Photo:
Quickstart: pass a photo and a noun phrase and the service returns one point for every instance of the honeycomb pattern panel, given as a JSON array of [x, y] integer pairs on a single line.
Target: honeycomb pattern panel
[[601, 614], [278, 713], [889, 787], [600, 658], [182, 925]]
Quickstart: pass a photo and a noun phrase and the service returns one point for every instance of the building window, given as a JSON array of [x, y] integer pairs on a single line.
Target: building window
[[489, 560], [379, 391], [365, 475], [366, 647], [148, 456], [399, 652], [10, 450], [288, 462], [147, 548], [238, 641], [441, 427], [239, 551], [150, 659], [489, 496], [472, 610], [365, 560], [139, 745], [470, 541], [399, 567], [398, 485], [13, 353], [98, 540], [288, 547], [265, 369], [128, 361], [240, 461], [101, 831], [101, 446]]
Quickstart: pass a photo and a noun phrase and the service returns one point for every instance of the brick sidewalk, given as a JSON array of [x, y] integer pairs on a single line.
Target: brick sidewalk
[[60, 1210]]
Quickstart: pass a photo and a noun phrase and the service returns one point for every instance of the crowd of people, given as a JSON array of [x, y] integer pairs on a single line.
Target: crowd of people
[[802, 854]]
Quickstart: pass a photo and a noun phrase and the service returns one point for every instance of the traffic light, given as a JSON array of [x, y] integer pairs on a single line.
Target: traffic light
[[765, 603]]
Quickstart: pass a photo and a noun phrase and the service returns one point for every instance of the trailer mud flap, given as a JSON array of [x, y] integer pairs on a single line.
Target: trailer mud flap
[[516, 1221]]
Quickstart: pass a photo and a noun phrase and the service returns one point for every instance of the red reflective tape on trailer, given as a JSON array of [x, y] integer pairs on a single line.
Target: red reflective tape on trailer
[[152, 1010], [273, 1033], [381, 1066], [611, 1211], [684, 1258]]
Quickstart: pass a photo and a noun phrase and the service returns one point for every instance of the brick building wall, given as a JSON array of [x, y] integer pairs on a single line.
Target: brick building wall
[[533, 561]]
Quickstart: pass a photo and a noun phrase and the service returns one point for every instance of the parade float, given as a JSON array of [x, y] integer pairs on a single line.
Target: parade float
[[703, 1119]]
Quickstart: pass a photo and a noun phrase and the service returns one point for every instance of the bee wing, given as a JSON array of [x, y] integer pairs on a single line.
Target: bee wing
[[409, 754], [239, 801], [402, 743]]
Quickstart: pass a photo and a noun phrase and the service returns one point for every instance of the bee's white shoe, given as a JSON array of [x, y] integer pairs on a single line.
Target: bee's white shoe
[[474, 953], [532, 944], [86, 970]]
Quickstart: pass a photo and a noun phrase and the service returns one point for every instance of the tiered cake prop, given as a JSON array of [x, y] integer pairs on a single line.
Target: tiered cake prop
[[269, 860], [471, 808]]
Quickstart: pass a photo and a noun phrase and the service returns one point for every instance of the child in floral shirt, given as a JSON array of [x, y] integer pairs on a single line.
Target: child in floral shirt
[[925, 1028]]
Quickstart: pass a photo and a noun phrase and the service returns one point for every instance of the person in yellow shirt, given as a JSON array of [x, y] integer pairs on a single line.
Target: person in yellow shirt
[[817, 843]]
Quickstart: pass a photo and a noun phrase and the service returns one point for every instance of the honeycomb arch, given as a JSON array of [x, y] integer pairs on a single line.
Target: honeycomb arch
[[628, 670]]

→ Task brief
Copy out every entry above word for word, with no changes.

→ Correct output
Photo:
Quickstart: pass a photo and a noun phrase and the service returns one point for every instance of the honeycomb pattern panel, given as a JSON array of [x, y] integer pairs on a single line.
Target: honeycomb pattern panel
[[601, 614], [278, 713], [889, 787], [600, 658], [182, 925]]
Quickstart: pass a photo and a noun phrase and the service returns one point for every instance of the building window, given as a JSON array of [x, y] integer pairs on a single line.
Target: building window
[[489, 560], [379, 391], [365, 475], [366, 647], [148, 456], [399, 652], [10, 450], [288, 462], [147, 548], [238, 641], [441, 427], [239, 551], [150, 659], [489, 496], [472, 610], [365, 560], [139, 745], [470, 541], [399, 567], [398, 485], [13, 353], [98, 540], [288, 547], [265, 369], [128, 361], [240, 461], [101, 831], [101, 446]]
Quickstart: pass a photo and a noun phrase and the service returns one point for every instance of the brick sidewalk, given as a JSON array of [x, y] integer pairs on a single line.
Target: brick sidewalk
[[60, 1210]]
Quickstart: pass a photo and a noun phrase and the service returns one point for every instance of the crowd of people, given as a JSON array of [x, y] integer pairs on a single line.
Target: crowd of people
[[802, 854]]
Quickstart: pass a photo and a noun phrase and the service returns one point for every instance of the traffic light, given as a JSON array of [x, y] integer pairs on a single line.
Target: traffic light
[[765, 603]]
Quickstart: pass a photo and a noun phrase and the service returns one point for every instance of the trailer mud flap, given as a JSON array of [x, y] integer pairs on a single line.
Target: trailer mud flap
[[516, 1221]]
Quickstart: pass a photo and a noun phrase and the service returns one point for every instance of the red reflective tape on trailer, given as a JSON array of [x, y] integer pairs on a single line.
Target: red reflective tape on trailer
[[152, 1010], [273, 1033], [381, 1066], [611, 1211], [684, 1258]]
Quickstart: pass a photo and a noun phrase and the service returns one point for every instance of the brick building wall, given as a JSON array of [x, y] integer pairs on a single line.
Target: brick building wall
[[533, 561]]
Quickstart: pass a photo and a noun phrase and the service returns one point for every instance of the parade float, given as a JSON array of [x, y] integer pairs on a single line.
Target: parade float
[[703, 1119]]
Quickstart: pass a photo and a noun phrase and the service returns one point for every instance of the bee wing, given as a JSON array of [x, y] integer pairs on a single line.
Target: bee wing
[[409, 754], [239, 801], [402, 743]]
Quickstart: pass a photo and a noun phrase and the service returns one point for every instance of the bee's white shoe, given as a JSON array of [x, y] integer pairs on a single line.
Target: bee's white shoe
[[474, 953], [532, 944], [86, 970]]
Quickstart: pass a photo and a noun phrase and the service returns one point for every instance of the tiered cake prop, given as a JSON array of [x, y] integer pairs on a single line.
Target: tiered cake prop
[[269, 860], [471, 808]]
Quickstart: pass a photo and a noun phrase and the service returns one point for every instance of the child in floral shirt, given as a JSON array of [x, y] integer pairs on a single line.
Target: child in floral shirt
[[925, 1028]]
Quickstart: pass a photo and a noun phrase and the service returns one point for every instance of the person in yellow shirt, given as a JSON array of [x, y] integer pairs on a single line.
Target: person in yellow shirt
[[817, 843]]
Quickstart: pass a photo and a noun phrase and the service returns one point for every instance of the honeycomb arch, given as a JSON array of [x, y] integer pairs on a single line.
Target: honeycomb arch
[[628, 670]]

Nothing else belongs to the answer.